*Travail demandé*:
**a.** Résumez le passage en deux phrases.
**b.** Recopiez textuellement la partie du passage qui commence aux mots « Lorsqu'il s'agit, sous » et s'arrête après les mots « l'équipement des territoires. ».
**c.** Traduisez en anglais la phrase suivante du passage : « La Délégation a alors décidé, à l'unanimité, la publication du rapport d'information sur le suivi des propositions de la Délégation sur l'internet haut débit, la gestion de l'eau, le traitement des déchets et les contrats de plan Etat-régions. »
┌─ Passage
Lorsqu'il s'agit, sous la pression des populations, formulée au nom de l'équité, de mettre à niveau le service offert, comme dans le cas de l'internet haut débit, ces mêmes territoires, handicapés par leurs conditions géographiques et leurs ressources limitées, se trouvent parfois devoir financer très cher ce qui au même moment est mis à la disposition des habitants des zones plus denses à des tarifs beaucoup plus bas, du fait du recours à des technologies innovantes qui ne leur sont pas encore offertes.

Le Président Emile Blessig a conclu que la situation ainsi décrite rendait encore plus indispensable l'élaboration d'un dispositif sûr et détaillé d'indicateurs du développement des territoires, demandé par la Délégation, seul de nature à permettre de moduler avec efficacité et équité l'appui à l'équipement des territoires.

*

La Délégation a alors décidé, à l'unanimité, la publication du rapport d'information sur le suivi des propositions de la Délégation sur l'internet haut débit, la gestion de l'eau, le traitement des déchets et les contrats de plan Etat-régions.

TRAVAUX DE SUIVI

A. AUDITION DE M. PAUL CHAMPSAUR, PRÉSIDENT DE L'AUTORITÉ DE RÉGULATION DES TÉLÉCOMMUNICATIONS, SUR LE DÉPLOIEMENT
DE L'INTERNET HAUT DÉBIT (mercredi 27 octobre 2004)

M. Serge Poignant, président, a exposé que la Délégation de l'Assemblée nationale à l'aménagement du territoire et au développement durable était particulièrement attentive aux effets du développement des technologies de la communication sur la cohérence du territoire. Elle souhaite que puisse être prévenu tout risque de « fracture numérique » qui pourrait contribuer à obérer les perspectives de développement de certaines parties de celui-ci, notamment parce qu'elles n'auraient pas accès à l'internet au niveau de débit aujourd'hui requis par le fonctionnement courant des services et de l'industrie. Les premiers travaux de la Délégation, au début de la législature, ont été consacrés à ce thème : en novembre 2002, un rapport d'information (n° 443), intitulé « réduire la fracture numérique », a été présenté devant elle par M. Nicolas Forissier, alors député, appelé depuis au Gouvernement. La Délégation attache aujourd'hui un grand prix aux analyses que l'Autorité de régulation des télécommunications pourra lui présenter sur les conditions de la progression de l'équipement numérique de la France.
└─
┌─ Extrait de données
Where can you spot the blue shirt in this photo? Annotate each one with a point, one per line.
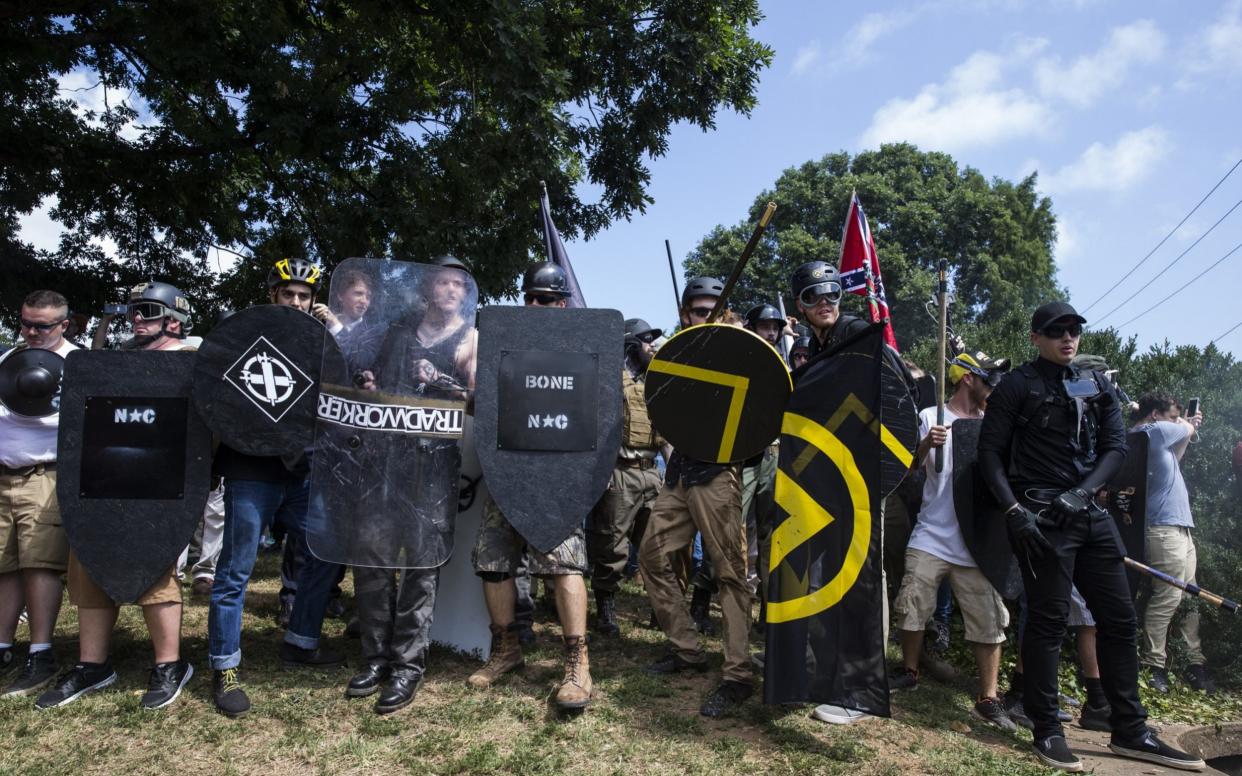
└─
*Corrigés*:
**a.** Les territoires handicapés par leur géographie et leurs ressources limitées doivent parfois financer très cher l'internet haut débit, que les zones plus denses obtiennent à bas prix grâce à des technologies innovantes, ce qui a conduit le Président Emile Blessig à juger encore plus indispensable un dispositif d'indicateurs du développement des territoires. La Délégation a ensuite décidé à l'unanimité de publier un rapport d'information sur le suivi de ses propositions, puis M. Serge Poignant a ouvert l'audition de M. Paul Champsaur en soulignant l'attention de la Délégation au risque de « fracture numérique ».

**b.**
Lorsqu'il s'agit, sous la pression des populations, formulée au nom de l'équité, de mettre à niveau le service offert, comme dans le cas de l'internet haut débit, ces mêmes territoires, handicapés par leurs conditions géographiques et leurs ressources limitées, se trouvent parfois devoir financer très cher ce qui au même moment est mis à la disposition des habitants des zones plus denses à des tarifs beaucoup plus bas, du fait du recours à des technologies innovantes qui ne leur sont pas encore offertes.

Le Président Emile Blessig a conclu que la situation ainsi décrite rendait encore plus indispensable l'élaboration d'un dispositif sûr et détaillé d'indicateurs du développement des territoires, demandé par la Délégation, seul de nature à permettre de moduler avec efficacité et équité l'appui à l'équipement des territoires.

**c.** The Delegation then unanimously decided to publish the information report on the follow-up of the Delegation's proposals on high-speed internet, water management, waste treatment and the State-region planning contracts.